- **Data records**
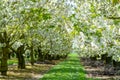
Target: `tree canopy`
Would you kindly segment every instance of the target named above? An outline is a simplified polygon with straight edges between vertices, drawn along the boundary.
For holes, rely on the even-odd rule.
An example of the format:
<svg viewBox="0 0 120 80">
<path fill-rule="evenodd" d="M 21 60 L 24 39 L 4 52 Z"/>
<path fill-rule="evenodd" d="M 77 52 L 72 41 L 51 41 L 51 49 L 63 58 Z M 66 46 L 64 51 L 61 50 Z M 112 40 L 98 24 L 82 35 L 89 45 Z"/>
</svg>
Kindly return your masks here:
<svg viewBox="0 0 120 80">
<path fill-rule="evenodd" d="M 0 0 L 2 66 L 7 66 L 5 56 L 22 46 L 33 53 L 39 48 L 50 55 L 74 50 L 120 61 L 119 21 L 120 0 Z"/>
</svg>

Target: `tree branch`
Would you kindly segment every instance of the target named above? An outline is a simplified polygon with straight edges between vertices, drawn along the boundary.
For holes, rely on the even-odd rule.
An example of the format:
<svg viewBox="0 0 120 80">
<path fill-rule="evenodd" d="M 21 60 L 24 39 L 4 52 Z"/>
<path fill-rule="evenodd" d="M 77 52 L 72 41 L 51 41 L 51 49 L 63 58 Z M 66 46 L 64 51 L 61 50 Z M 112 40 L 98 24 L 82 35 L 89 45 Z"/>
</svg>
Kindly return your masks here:
<svg viewBox="0 0 120 80">
<path fill-rule="evenodd" d="M 17 53 L 17 51 L 16 51 L 16 50 L 14 50 L 12 47 L 10 47 L 10 49 L 11 49 L 13 52 Z"/>
<path fill-rule="evenodd" d="M 120 19 L 118 16 L 107 16 L 108 19 Z"/>
</svg>

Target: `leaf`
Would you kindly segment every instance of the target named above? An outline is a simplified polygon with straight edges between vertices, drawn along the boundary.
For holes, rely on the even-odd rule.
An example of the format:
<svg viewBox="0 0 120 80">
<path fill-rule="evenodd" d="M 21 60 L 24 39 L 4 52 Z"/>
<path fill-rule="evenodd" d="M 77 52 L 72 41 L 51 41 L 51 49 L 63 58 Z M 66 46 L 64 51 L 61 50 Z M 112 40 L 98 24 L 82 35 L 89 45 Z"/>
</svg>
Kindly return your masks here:
<svg viewBox="0 0 120 80">
<path fill-rule="evenodd" d="M 116 5 L 116 4 L 118 4 L 120 2 L 120 0 L 112 0 L 112 4 L 113 5 Z"/>
<path fill-rule="evenodd" d="M 94 4 L 91 4 L 91 6 L 90 6 L 90 11 L 91 11 L 92 13 L 95 13 L 95 12 L 96 12 L 95 7 L 94 7 Z"/>
<path fill-rule="evenodd" d="M 74 30 L 80 32 L 81 31 L 81 28 L 77 25 L 77 24 L 74 24 Z"/>
</svg>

- **Your instructions**
Write out the entries again word for word. Do not include the pictures.

- **Reply to the task**
Target: `tree canopy`
Would you kindly segment every instance of the target named above? An outline is a simplified polygon with straight edges between vertices, drawn along the boundary.
For holes, rely on the even-odd rule.
An example of the format:
<svg viewBox="0 0 120 80">
<path fill-rule="evenodd" d="M 21 60 L 24 39 L 4 52 Z"/>
<path fill-rule="evenodd" d="M 77 52 L 72 41 L 51 41 L 51 49 L 63 58 Z M 66 46 L 64 51 L 61 50 Z M 112 40 L 98 24 L 82 35 L 89 45 Z"/>
</svg>
Kindly return your masks here:
<svg viewBox="0 0 120 80">
<path fill-rule="evenodd" d="M 0 0 L 2 66 L 7 66 L 5 56 L 22 46 L 33 53 L 39 48 L 50 55 L 74 50 L 120 61 L 119 21 L 120 0 Z"/>
</svg>

Target: `tree branch`
Would you kindly segment every instance of the target named above? An outline is a simplified polygon with straight edges between vertices, drawn along the boundary.
For holes, rely on the even-odd rule.
An example of the format:
<svg viewBox="0 0 120 80">
<path fill-rule="evenodd" d="M 21 60 L 24 39 L 4 52 Z"/>
<path fill-rule="evenodd" d="M 77 52 L 72 41 L 51 41 L 51 49 L 63 58 Z M 66 46 L 64 51 L 61 50 Z M 112 40 L 98 24 L 82 35 L 89 45 Z"/>
</svg>
Kindly return your masks here:
<svg viewBox="0 0 120 80">
<path fill-rule="evenodd" d="M 17 53 L 17 51 L 16 51 L 16 50 L 14 50 L 12 47 L 10 47 L 10 49 L 11 49 L 13 52 Z"/>
<path fill-rule="evenodd" d="M 120 19 L 118 16 L 107 16 L 108 19 Z"/>
</svg>

Target: `leaf`
Would you kindly segment every instance of the target named above? An outline is a simplified polygon with straight edges between vertices, drawn along the boundary.
For holes, rely on the even-odd rule.
An example of the format:
<svg viewBox="0 0 120 80">
<path fill-rule="evenodd" d="M 21 60 L 24 39 L 4 52 Z"/>
<path fill-rule="evenodd" d="M 77 52 L 72 41 L 51 41 L 51 49 L 63 58 Z M 66 46 L 64 51 L 61 50 Z M 112 40 L 98 24 L 82 35 L 89 45 Z"/>
</svg>
Kindly return your masks here:
<svg viewBox="0 0 120 80">
<path fill-rule="evenodd" d="M 116 5 L 116 4 L 118 4 L 120 2 L 120 0 L 112 0 L 112 4 L 113 5 Z"/>
<path fill-rule="evenodd" d="M 94 4 L 91 4 L 91 6 L 90 6 L 90 11 L 91 11 L 92 13 L 95 13 L 95 12 L 96 12 L 95 7 L 94 7 Z"/>
<path fill-rule="evenodd" d="M 74 30 L 80 32 L 81 31 L 81 28 L 77 25 L 77 24 L 74 24 Z"/>
</svg>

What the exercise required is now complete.